= WRITTEN REQUEST =
Copy out every row below verbatim, leaving the picture out of your answer.

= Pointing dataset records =
---+---

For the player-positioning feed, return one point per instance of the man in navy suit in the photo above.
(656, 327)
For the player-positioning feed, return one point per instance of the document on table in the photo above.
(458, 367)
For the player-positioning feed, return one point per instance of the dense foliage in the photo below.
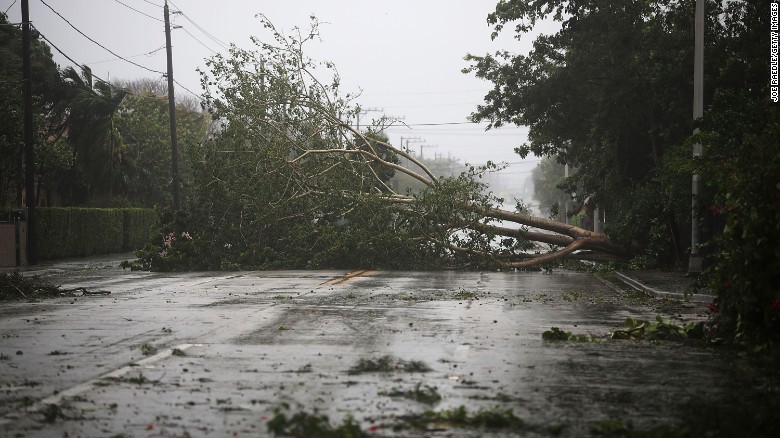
(96, 143)
(610, 94)
(284, 182)
(77, 231)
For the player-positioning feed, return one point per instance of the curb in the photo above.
(659, 294)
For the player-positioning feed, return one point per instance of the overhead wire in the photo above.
(9, 8)
(152, 52)
(196, 39)
(102, 46)
(103, 80)
(140, 12)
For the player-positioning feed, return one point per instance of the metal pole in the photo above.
(29, 149)
(695, 261)
(172, 112)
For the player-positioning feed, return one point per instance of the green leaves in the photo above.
(557, 334)
(659, 330)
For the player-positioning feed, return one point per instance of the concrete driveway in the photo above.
(222, 353)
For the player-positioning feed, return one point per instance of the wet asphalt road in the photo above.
(213, 354)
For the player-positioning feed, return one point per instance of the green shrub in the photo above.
(77, 232)
(137, 227)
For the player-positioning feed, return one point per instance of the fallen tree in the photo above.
(287, 181)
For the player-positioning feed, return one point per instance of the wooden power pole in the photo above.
(172, 113)
(29, 147)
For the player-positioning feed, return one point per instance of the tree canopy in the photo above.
(610, 93)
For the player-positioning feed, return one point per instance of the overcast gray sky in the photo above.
(405, 55)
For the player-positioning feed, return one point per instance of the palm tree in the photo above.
(88, 124)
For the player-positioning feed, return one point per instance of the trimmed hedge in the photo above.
(137, 227)
(77, 232)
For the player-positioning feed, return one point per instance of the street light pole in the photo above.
(695, 265)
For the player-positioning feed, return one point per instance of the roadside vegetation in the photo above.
(275, 176)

---+---

= ANSWER TO THE PROBLEM =
For the player-positioning feed, return one point per instance of the man in navy suit in the photo above.
(656, 327)
For the player-positioning feed, return one point per instance of the document on table in the photo above.
(458, 367)
For the player-positioning feed, return one point per instance of the dense foliage in the photo below.
(96, 143)
(610, 94)
(284, 182)
(77, 231)
For the player-positioning feed, return one point per instance of the curb in the photo above.
(659, 294)
For the player-positioning feed, return one point per instance of the overhead wire in the photo above.
(9, 8)
(152, 52)
(196, 39)
(102, 46)
(103, 80)
(140, 12)
For the player-positioning feed, return one point per instance of the metal pole in the photo above.
(29, 149)
(695, 261)
(172, 112)
For the player-positioning feed, return one point per instance of the green leaves in the photo above.
(557, 334)
(659, 330)
For the player-positioning feed, return one point per instance of the concrete driveway in the photo above.
(222, 353)
For the player-positioning feed, return one point per instance of the wet asphalt road in the photo above.
(213, 354)
For the player-positioning feed, return one point per instance of the green shrub in the photo above.
(77, 232)
(137, 227)
For the player-positioning feed, return one point per instance of the fallen tree in the photo above.
(287, 181)
For the player-positioning feed, return one point per instance of the wooden power pole in the photo above.
(172, 113)
(29, 147)
For the player-positioning feed, return one point per instance of the tree canopy in the photo above.
(610, 93)
For the player-positioning feed, return one point per instance of the overcast gray sky in the photo above.
(405, 55)
For the player-positioning feed, return one point per instance of the palm tree in the photo above.
(88, 124)
For the player-positioning feed, return one point per instance of the trimmed hedge in the photo above.
(137, 227)
(77, 232)
For the player-positioning feed, return one point per instance of the street light pole in the photo above.
(695, 265)
For the player-positioning feed, return one point per instance of the roadside vegetation in the photo above.
(275, 176)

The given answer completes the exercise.